━━ Extracted entries ━━
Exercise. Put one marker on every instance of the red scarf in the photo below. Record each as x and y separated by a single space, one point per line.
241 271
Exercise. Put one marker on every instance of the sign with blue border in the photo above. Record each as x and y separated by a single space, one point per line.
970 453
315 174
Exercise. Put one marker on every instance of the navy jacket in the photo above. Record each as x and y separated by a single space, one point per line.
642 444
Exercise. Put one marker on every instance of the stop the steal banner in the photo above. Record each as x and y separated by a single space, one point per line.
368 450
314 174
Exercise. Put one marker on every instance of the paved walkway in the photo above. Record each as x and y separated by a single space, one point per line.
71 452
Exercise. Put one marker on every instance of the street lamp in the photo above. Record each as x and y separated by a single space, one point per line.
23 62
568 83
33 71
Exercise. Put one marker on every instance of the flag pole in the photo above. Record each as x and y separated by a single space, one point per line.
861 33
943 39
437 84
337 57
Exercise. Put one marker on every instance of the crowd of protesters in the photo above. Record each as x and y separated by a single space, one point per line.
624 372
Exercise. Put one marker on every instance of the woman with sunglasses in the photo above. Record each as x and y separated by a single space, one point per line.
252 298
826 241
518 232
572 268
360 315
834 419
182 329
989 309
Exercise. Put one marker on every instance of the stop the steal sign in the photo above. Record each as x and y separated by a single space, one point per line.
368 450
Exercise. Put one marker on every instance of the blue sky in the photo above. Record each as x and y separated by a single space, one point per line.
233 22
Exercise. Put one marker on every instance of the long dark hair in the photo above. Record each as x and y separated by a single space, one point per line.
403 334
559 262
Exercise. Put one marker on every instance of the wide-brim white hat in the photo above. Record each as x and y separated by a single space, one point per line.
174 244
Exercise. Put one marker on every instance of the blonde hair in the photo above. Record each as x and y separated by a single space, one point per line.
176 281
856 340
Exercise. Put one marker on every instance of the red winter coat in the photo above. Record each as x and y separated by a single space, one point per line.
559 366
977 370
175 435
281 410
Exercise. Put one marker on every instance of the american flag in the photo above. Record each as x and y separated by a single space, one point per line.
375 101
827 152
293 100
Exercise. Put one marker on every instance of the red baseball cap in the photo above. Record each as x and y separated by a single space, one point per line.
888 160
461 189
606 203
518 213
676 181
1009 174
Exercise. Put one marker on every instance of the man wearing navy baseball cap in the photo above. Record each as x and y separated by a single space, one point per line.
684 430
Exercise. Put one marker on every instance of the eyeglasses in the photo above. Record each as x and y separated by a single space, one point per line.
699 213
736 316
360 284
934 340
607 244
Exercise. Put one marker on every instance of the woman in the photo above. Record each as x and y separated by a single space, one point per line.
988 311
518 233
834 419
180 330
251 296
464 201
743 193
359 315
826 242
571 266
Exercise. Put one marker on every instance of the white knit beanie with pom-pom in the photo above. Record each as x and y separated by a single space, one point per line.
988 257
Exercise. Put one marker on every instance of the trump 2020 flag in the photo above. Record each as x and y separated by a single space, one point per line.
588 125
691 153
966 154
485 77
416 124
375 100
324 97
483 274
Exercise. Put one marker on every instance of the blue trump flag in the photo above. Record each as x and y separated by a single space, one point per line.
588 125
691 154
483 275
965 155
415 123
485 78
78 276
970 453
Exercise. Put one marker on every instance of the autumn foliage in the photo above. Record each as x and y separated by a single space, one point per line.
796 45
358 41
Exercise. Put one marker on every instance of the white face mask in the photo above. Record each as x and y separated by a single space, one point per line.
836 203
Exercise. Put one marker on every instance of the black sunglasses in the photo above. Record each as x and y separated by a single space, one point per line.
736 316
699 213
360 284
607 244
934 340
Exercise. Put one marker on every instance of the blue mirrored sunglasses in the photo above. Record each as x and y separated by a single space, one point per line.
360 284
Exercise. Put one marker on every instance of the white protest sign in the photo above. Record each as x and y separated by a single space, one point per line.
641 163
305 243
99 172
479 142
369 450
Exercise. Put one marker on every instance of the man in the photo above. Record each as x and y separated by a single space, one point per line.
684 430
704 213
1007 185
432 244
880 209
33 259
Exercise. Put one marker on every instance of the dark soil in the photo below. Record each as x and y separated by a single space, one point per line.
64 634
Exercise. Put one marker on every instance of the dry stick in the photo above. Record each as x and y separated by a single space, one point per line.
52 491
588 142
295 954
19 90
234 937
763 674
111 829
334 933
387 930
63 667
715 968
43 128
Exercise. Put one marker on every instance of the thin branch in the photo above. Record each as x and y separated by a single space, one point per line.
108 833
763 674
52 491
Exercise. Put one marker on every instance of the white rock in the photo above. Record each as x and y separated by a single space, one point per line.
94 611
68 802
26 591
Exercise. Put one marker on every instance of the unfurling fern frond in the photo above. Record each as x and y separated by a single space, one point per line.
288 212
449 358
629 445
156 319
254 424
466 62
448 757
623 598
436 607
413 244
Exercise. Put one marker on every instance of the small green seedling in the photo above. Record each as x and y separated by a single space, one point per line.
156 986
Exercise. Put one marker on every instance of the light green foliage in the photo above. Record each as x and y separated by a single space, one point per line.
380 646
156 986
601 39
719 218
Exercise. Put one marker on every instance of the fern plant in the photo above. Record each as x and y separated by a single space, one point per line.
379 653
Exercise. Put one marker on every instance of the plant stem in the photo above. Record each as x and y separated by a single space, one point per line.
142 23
━━━
▸ **What you have to do**
Copy out the full set of records precisely, leaving nothing out.

▸ **Written reply**
Exercise. Put one marker on every instance of the red scarf in the photo below. Record each as x and y separated by a single space, one point per line.
241 271
Exercise. Put one marker on every instance of the sign with blue border in the photo above. Record each as x and y separated by a single space, one point per line.
970 453
315 174
Exercise. Put one marker on every instance of the navy jacket in the photo above. Record each as x and y separated by a single space, one point per line.
642 444
Exercise. Put one marker on every instance of the stop the steal banner in the photo above. Record each as x and y separated by a single space, one point per line.
368 450
314 174
Exercise. Put one marker on every instance of the paved walkway in the photo above. Record each as x and y separated by a single space, one point per line.
71 452
Exercise. Put one marker on every instance of the street lamp in the photo above. Record each as x and y separated by a single space, one point per line.
23 62
568 83
33 71
Exercise. Put one marker on every instance of the flag pole in the photo above. Record each as x and y separated by a single space, one point per line.
861 33
943 39
437 84
337 57
Exercise. Put one marker on every instance of the crowd of protesters in the photo above. Record each as x and y separated by a single space, one point per line.
624 372
Exercise. Put one marker on every instance of the woman with sunglasses in the photo above. Record each as x and y separated by a single space, one point per line.
252 298
826 241
518 232
572 268
360 315
834 419
182 329
989 309
Exercise. Put one marker on every instance of the stop the steal sign in the photo above. Record each as x and y separated by a single space, one point per line.
368 450
Exercise. Put one marker on every instance of the blue sky in the photo above. Record each as x and y separated by a single space, one point per line.
233 22
Exercise. Put one marker on every instance of the long dark hair in the photo above. Record each as x and y separated by a single space, one point per line.
403 334
559 262
Exercise. Put one marker on every instance of the wide-brim white hat in the photo above. Record each as x and y separated by a single space, one point per line.
174 244
Exercise. Put one marker on every instance of the blonde hair in the photo above. Record each as x and y separated by a single space, one point per line.
176 281
856 340
Exercise. Put one marker on every instance of the red winter coat in the photo above. Record each as x and y separated by a single space, one point per line.
559 366
977 370
175 435
281 410
Exercise. Put one marker on every instance of the american flag in the photo above. Record each as x and y separated by a single space, one point per line.
375 101
827 152
293 100
Exercise. Put one marker on every instance of the red baseball cap in the photo above. Record each as x and y separated by a single space, one point per line.
888 160
461 189
606 203
518 213
676 181
1009 174
Exercise. Put one marker on every instance of the man wearing navy baseball cap in the photo above. Record each as x and y separated by a single space, one point per line.
684 430
Exercise. Put one marker on every instance of the eyeglasses in the photo above. Record each as x and y separated by a single space, one point per line.
699 213
736 316
360 284
934 340
607 244
Exercise. Put one marker on every instance of the woman in the photo above. Record each as x and y separated by a single space, one point per line.
988 311
518 233
834 419
180 330
251 296
464 201
743 193
359 315
826 242
571 266
Exercise. Put one marker on every instance of the white knit beanie with pom-pom in the photo above. Record each as x and y separated by a single space, one point per line.
988 257
Exercise. Put one marker on every instance of the trump 2020 flag in the photo above. Record each as x and y separated by a single space, one point per line.
588 125
691 153
966 154
485 77
416 124
375 100
324 97
483 274
Exercise. Put one marker on every instance of the blue trump flag in the photo above. Record each as x and y separated by a single space, one point per line.
588 125
691 154
483 275
965 155
415 123
485 78
78 276
970 453
Exercise. Put one marker on every instance of the autumn foliage in the photo above. Record each as x and y separated by a single space, one point per line.
796 45
358 41
Exercise. Put one marker on every instance of the white face mask in the photo above. Record each as x and y separated by a single space, one point per line.
836 203
Exercise. Put one marker on every instance of the black sunglasses in the photo above. Record each as x and y separated by a single space, one point per line.
736 316
699 213
360 284
607 244
934 340
Exercise. Put one marker on every instance of the blue mirrored sunglasses in the photo above. Record each as x and y separated by a single space, one point per line.
360 284
Exercise. Put one marker on every instance of the white protest sign in the photo above. Record each as x and y separated by a single space, one point per line.
641 163
305 243
99 172
479 142
369 450
Exercise. Put one marker on every instance of the man in the photo above. Record each as x and y separated by a single space, one point per line.
684 430
704 213
1007 185
432 244
880 209
33 259
Exercise. Put one marker on every instance of the dark soil in the photo below. Record each as x and y separated by a single space, one point per line.
64 634
Exercise. Put one marker on every instance of the dry stick in the photo above. Record each as x and y separated by a single space, one point per line.
52 491
588 142
295 954
19 90
234 937
763 674
111 829
334 933
387 930
63 667
715 968
43 128
Exercise. Put one marker on every instance of the thin branch in the photo above. Record each as x and y separated by a single space, one point per line.
108 833
763 674
52 491
Exercise. Put one marker on every instance of the white rock in the photo above. Record each as x and y separated by a single space, one point per line.
94 611
68 802
26 591
Exercise. Put one marker on every instance of the unfurling fern frond in the photo above. Record each as x and y separated by a single space, one point per line.
288 212
449 358
629 445
156 319
254 424
466 62
448 757
623 598
436 607
413 244
Exercise. Put one marker on every instance of the small green seedling in the photo above. Record each as x and y separated by a single space, one point per line.
156 986
Exercise. Put one marker on every instance of the light green foliage in the photo above. Record each as x and y separated by a single space, one point per line.
380 646
156 986
601 39
719 218
Exercise. Put one marker on every instance of the fern plant in the photo above. Record each as x and y separated by a single space, one point per line.
379 653
Exercise. Put one marker on every instance of the plant stem in the photo above. Record each as x and y separated by a single space, one point per line.
142 23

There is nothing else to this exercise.